##### Metinden Alıntı #####

12 EYLÜL'Ü ALKIŞLAYANLAR

Ekmekçi'nin kendi gazetesinde bile yazılarının "sansüre" 12 Eylül döneminin bu en karanlık günlerinde meslek­taşlarını "kalem anarşistleri"  diye cuntaya hedef gösteren  sözde gazeteciler ve basın örgütleri ortalıkta cirit atmaktadır. Ankara Gazeteciler Cemiyeti'nce çıkarılan 20 Ekim 1980 tarihli Bayram gazetesinin manşeti ve cunta liderlerinin boy boy fotoğraflarının sıralandığı birinci sayfası; Cemiyet Başkanı Beyhan Cenkçi'nin dar­beyi alkışlayan başyazısı demokrasi ve basın tarihinin bir utanç belgesidir.

Cenkçi, "Beş Yıl Değil, Beş Ay Değil, Henüz Beş Hafta" başlığıyla kaleme aldığı başyazısına şöyle başlıyor:

Sevgili okurlar,

Bayramınız kutlu olsun...

##### Verilen Bilgiler #####

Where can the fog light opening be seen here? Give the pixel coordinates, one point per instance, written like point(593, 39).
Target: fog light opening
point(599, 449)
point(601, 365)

#####

▶ İstenenler:
- A) Alıntı metne göre Ankara Gazeteciler Cemiyeti'nin çıkardığı Bayram gazetesi hangi tarihlidir?
- B) Alıntı metinde "12 EYLÜL'Ü ALKIŞLAYANLAR" ifadesiyle başlayıp "Bayramınız kutlu olsun..." ifadesiyle biten kısmı hiç değiştirmeden aktarın.

▶ Çözümlü Yanıtlar:
- A) 20 Ekim 1980

- B)
12 EYLÜL'Ü ALKIŞLAYANLAR

Ekmekçi'nin kendi gazetesinde bile yazılarının "sansüre" 12 Eylül döneminin bu en karanlık günlerinde meslek­taşlarını "kalem anarşistleri"  diye cuntaya hedef gösteren  sözde gazeteciler ve basın örgütleri ortalıkta cirit atmaktadır. Ankara Gazeteciler Cemiyeti'nce çıkarılan 20 Ekim 1980 tarihli Bayram gazetesinin manşeti ve cunta liderlerinin boy boy fotoğraflarının sıralandığı birinci sayfası; Cemiyet Başkanı Beyhan Cenkçi'nin dar­beyi alkışlayan başyazısı demokrasi ve basın tarihinin bir utanç belgesidir.

Cenkçi, "Beş Yıl Değil, Beş Ay Değil, Henüz Beş Hafta" başlığıyla kaleme aldığı başyazısına şöyle başlıyor:

Sevgili okurlar,

Bayramınız kutlu olsun...